* _Goal_:
Reproduce the stretch of the data from the line containing "cliff, I would be grateful." through the end of the data, both ends included, character for character.
____ Listing
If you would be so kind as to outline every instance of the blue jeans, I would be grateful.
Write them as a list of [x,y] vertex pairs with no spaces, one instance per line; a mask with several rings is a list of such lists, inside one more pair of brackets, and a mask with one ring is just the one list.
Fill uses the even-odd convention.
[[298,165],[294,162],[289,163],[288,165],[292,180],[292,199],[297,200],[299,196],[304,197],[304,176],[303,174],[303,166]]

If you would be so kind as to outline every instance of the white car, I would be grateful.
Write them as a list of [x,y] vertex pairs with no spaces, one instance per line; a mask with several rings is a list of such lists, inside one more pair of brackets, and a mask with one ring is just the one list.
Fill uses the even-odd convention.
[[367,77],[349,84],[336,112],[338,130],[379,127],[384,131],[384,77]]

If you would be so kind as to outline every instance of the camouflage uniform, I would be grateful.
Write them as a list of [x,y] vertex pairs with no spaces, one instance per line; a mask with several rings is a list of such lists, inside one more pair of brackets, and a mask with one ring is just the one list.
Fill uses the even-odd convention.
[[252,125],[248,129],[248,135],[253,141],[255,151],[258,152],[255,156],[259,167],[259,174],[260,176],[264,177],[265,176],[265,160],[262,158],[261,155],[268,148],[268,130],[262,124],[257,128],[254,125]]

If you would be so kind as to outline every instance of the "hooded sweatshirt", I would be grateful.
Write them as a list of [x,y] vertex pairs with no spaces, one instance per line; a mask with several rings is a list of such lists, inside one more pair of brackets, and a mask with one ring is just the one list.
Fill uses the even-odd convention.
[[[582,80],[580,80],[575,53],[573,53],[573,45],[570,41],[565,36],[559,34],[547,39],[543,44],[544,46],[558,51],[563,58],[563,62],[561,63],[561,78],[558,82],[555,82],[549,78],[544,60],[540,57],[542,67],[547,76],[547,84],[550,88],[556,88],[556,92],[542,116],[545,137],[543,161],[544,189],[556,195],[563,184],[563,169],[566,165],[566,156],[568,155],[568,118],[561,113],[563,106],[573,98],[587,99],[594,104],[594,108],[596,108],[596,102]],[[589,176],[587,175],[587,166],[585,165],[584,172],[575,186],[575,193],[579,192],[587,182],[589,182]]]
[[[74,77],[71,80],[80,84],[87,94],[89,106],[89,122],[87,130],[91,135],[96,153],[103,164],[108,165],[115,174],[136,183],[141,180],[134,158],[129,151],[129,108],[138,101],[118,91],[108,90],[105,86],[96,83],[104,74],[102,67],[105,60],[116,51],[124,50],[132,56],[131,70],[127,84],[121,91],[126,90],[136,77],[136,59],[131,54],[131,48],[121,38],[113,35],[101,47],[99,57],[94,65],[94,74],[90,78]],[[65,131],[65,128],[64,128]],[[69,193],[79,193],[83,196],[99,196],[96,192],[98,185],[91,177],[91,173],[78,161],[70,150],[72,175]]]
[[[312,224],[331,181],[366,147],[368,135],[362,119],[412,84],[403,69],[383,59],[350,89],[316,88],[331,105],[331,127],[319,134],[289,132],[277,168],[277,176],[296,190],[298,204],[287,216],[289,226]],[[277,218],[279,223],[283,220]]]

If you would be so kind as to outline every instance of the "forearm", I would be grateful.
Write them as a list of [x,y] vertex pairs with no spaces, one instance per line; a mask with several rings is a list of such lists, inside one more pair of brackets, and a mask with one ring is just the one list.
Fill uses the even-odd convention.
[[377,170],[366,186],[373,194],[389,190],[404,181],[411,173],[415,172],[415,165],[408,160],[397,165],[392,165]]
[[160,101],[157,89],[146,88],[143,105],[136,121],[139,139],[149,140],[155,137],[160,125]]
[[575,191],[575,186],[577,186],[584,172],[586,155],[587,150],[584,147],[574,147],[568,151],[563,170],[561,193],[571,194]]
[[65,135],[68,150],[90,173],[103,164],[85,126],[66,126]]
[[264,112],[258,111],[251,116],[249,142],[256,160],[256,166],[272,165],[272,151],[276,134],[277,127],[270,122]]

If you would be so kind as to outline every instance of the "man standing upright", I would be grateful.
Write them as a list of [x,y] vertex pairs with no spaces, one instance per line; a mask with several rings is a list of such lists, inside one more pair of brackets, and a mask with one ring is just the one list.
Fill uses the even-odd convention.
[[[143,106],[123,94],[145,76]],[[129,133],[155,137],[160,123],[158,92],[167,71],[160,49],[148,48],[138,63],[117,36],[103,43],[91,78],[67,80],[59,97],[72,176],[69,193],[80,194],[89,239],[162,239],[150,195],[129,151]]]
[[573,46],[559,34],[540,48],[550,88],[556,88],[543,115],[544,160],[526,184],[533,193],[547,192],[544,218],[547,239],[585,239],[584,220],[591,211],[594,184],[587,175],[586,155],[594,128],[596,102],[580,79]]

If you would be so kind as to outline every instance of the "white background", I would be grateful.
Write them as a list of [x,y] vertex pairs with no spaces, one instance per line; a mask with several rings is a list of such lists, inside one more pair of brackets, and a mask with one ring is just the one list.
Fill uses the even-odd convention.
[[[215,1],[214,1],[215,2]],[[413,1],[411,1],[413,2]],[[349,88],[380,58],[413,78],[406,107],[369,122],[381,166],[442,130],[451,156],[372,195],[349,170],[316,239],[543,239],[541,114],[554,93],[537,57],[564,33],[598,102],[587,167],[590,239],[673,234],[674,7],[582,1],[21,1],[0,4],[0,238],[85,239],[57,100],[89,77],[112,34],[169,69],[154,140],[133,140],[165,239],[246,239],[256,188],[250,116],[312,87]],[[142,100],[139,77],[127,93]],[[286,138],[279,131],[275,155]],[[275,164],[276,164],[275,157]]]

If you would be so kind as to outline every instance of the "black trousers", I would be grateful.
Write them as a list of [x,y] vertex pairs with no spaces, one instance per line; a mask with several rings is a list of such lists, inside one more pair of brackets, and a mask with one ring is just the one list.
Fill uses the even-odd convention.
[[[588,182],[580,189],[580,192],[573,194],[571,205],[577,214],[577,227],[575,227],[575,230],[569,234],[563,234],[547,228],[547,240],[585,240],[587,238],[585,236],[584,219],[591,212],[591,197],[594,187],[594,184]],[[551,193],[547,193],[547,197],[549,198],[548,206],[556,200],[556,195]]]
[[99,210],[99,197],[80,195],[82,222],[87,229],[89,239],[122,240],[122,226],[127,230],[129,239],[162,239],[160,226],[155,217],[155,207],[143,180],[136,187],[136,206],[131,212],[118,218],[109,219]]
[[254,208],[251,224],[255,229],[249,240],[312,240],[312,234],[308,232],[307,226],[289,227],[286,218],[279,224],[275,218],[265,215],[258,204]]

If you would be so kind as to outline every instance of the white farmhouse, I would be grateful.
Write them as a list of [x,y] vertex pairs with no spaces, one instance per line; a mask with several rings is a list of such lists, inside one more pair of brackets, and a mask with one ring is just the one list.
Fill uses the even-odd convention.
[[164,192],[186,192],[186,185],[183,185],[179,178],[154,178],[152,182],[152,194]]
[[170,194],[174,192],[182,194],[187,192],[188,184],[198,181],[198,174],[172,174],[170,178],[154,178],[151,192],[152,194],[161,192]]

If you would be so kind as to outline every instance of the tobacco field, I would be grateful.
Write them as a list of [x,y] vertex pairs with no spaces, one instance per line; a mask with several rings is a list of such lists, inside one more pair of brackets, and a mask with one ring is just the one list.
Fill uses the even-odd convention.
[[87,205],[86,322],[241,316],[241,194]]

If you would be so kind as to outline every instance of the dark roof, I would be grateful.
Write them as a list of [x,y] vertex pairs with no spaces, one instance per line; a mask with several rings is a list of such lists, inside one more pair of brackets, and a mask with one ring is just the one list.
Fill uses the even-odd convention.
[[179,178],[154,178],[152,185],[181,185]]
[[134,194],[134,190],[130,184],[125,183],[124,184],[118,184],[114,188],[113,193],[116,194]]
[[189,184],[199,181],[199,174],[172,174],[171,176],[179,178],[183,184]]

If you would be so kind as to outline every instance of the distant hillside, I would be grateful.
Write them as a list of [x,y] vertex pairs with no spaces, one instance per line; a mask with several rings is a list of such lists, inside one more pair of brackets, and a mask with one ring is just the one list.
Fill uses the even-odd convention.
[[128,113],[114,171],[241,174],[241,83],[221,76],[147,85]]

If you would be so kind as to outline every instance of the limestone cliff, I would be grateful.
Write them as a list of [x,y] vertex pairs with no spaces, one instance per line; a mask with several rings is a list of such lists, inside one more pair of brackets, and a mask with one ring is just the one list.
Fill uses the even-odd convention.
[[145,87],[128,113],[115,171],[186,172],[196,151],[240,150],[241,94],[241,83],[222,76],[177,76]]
________
* _The completed task_:
If you would be so kind as to outline every instance of the limestone cliff, I would be grateful.
Write them as a list of [x,y] vertex pairs with no spaces, one instance per line; a mask with several rings is a list of such lists, inside one more pair of brackets, and a mask with one ring is just the one list.
Fill uses the even-odd convention.
[[145,87],[128,113],[115,171],[186,172],[196,151],[240,150],[241,94],[241,83],[222,76],[177,76]]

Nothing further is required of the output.